* DOCUMENT EXTRACT
---+---

You also might use a mantra. Parent coach Nicole Schwarz, LMFT, shares these examples in this piece:

  • “I can be calm.”
  • “Anger is just a feeling, it is temporary.”
  • “Just breathe.”
  • “I don’t need to fix this, I just need to be present.”
  • “They have a right to be angry.”
  • “I do not have to respond in anger.”

In general, you might engage in activities that genuinely nurture and support you, such as yoga, writing, dancing, painting.

If you need to explore further why your child’s anger is triggering you (e.g., because of earlier childhood experiences), consider seeing a therapist, Halloran said.

Validate your kids’ anger. Acknowledge its presence. “Instead of saying ‘You shouldn’t be mad about that,’ you can recognize their feeling by saying something as simple as ‘You seem mad right now,’” Halloran said. This helps your child identify their own emotions, and not be ashamed about them.

Halloran also stressed the importance of keeping talking to a minimum and repeating short, soothing phrases (like the below). “When a child is in fight, flight or freeze mode, they can’t process information as well as when their body is in rest and digest mode.”

  • “I’m here for you.”
  • “I love you.”
  • “I want to help you.”
  • “Let me know when you’re ready.”
  • “I understand.”

Have your child draw their anger. Suggest your kids draw whatever is making them angry. Once they’re done with the drawing, they can rip it up or crumple it up and throw it away. “This helps kids process what caused their mad feelings in the first place, and can be a way to help them move on from the situation,” Halloran said.

Ask about their roses and thorns. Every evening, check in with your kids about the positive and negative aspects of their day. Ask them to share the good things that happened (roses), and what didn’t go well or what made them mad (thorns), Halloran said.

Help your kids release excess energy. You can have them pop bubble wrap or stomp their feet. They also can squeeze slime, play dough or stress balls and then relax their hands. These are all ways for kids to release their anger and extra energy safely.

---+---

* MATERIAL PROVIDED
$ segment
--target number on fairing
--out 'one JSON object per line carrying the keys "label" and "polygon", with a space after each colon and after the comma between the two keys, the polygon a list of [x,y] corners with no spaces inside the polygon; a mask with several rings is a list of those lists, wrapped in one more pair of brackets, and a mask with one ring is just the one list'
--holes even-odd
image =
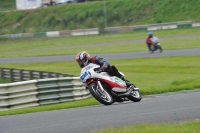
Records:
{"label": "number on fairing", "polygon": [[80,79],[82,80],[82,82],[86,82],[86,80],[90,77],[90,74],[88,73],[88,71],[85,71],[82,73],[82,75],[80,76]]}

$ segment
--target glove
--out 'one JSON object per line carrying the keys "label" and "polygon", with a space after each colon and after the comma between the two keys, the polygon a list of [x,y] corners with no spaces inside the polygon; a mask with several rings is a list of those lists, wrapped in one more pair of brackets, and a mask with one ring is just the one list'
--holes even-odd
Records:
{"label": "glove", "polygon": [[98,73],[104,72],[104,71],[105,71],[105,68],[104,67],[100,67],[99,70],[98,70]]}

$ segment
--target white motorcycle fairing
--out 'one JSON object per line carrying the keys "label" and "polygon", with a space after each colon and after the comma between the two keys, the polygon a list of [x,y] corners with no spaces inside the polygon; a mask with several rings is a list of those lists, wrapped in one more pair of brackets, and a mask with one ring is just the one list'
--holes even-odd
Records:
{"label": "white motorcycle fairing", "polygon": [[81,70],[80,79],[83,83],[87,84],[89,79],[99,79],[107,83],[115,92],[126,92],[126,83],[116,76],[110,76],[107,72],[97,73],[95,69],[100,66],[97,64],[90,63]]}

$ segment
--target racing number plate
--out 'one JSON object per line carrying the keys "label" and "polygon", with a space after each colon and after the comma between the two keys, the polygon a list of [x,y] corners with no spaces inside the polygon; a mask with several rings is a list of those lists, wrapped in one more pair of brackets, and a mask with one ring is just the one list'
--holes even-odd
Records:
{"label": "racing number plate", "polygon": [[88,73],[88,71],[83,72],[82,75],[80,76],[82,82],[86,82],[88,78],[90,78],[90,74]]}

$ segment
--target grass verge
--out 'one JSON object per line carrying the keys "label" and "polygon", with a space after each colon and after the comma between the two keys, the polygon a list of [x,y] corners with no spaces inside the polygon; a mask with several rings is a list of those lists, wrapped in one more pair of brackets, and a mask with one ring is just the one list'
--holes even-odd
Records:
{"label": "grass verge", "polygon": [[200,120],[176,123],[144,123],[133,126],[108,128],[90,133],[199,133]]}
{"label": "grass verge", "polygon": [[[164,50],[200,48],[200,38],[197,36],[199,33],[200,28],[154,31],[154,35],[160,38]],[[0,41],[0,57],[76,55],[83,50],[91,54],[146,51],[147,34],[147,31],[142,31],[94,36],[4,39]],[[180,37],[195,34],[196,37],[192,38]]]}

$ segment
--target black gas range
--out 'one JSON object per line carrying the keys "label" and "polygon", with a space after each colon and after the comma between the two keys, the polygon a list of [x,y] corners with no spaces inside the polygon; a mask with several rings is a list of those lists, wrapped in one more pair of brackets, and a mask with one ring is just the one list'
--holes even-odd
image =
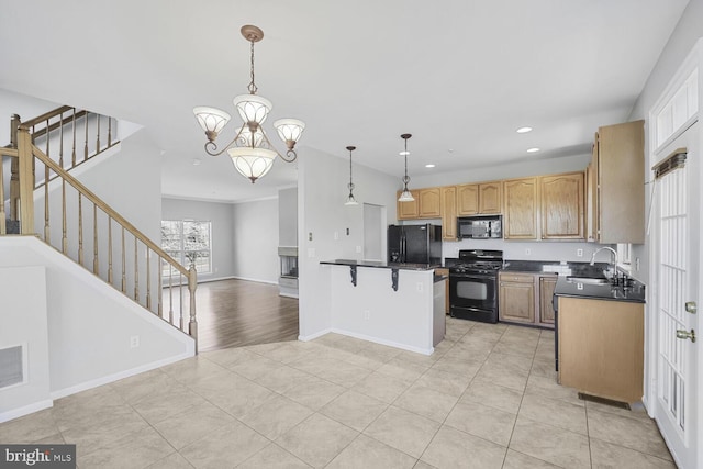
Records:
{"label": "black gas range", "polygon": [[461,249],[458,258],[446,258],[449,269],[449,313],[453,317],[498,322],[498,272],[503,252]]}

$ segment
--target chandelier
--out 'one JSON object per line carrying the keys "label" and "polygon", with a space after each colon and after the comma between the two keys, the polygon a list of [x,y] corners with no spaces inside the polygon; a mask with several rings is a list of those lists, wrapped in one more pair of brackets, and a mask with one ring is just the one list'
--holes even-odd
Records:
{"label": "chandelier", "polygon": [[205,153],[211,156],[222,155],[225,150],[232,158],[232,163],[242,176],[252,180],[252,183],[264,177],[274,166],[274,159],[279,156],[283,161],[292,163],[295,154],[295,143],[305,129],[305,124],[297,119],[279,119],[274,122],[278,136],[286,143],[286,154],[280,154],[269,142],[266,132],[261,127],[274,104],[266,98],[256,94],[258,88],[254,82],[254,44],[264,38],[264,32],[250,24],[242,26],[242,35],[252,43],[252,81],[247,87],[248,94],[239,94],[233,99],[242,121],[242,127],[223,149],[217,148],[215,138],[220,131],[232,118],[228,113],[215,108],[193,108],[196,119],[205,131]]}
{"label": "chandelier", "polygon": [[400,137],[405,141],[405,149],[400,153],[401,155],[403,155],[405,157],[405,176],[403,177],[403,192],[398,198],[398,201],[399,202],[412,202],[413,200],[415,200],[415,198],[413,197],[413,194],[410,191],[410,189],[408,189],[408,182],[410,182],[410,177],[408,176],[408,155],[410,155],[410,152],[408,152],[408,138],[412,137],[412,135],[411,134],[402,134]]}
{"label": "chandelier", "polygon": [[352,152],[356,149],[355,146],[348,146],[349,150],[349,183],[347,187],[349,188],[349,196],[347,197],[347,201],[344,202],[345,205],[358,205],[359,203],[354,198],[354,182],[352,182]]}

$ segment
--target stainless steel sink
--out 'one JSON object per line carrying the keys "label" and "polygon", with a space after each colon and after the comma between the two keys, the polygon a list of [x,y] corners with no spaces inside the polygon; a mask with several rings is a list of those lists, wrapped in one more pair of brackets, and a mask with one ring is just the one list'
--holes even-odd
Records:
{"label": "stainless steel sink", "polygon": [[567,276],[567,281],[571,283],[585,283],[585,284],[607,284],[610,280],[606,278],[593,278],[593,277],[574,277]]}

---+---

* AIM OF THE EXERCISE
From the text on children's anger, list every short, soothing phrase Halloran suggests repeating to a child.

* YOUR RESPONSE
- “I’m here for you.”
- “I love you.”
- “I want to help you.”
- “Let me know when you’re ready.”
- “I understand.”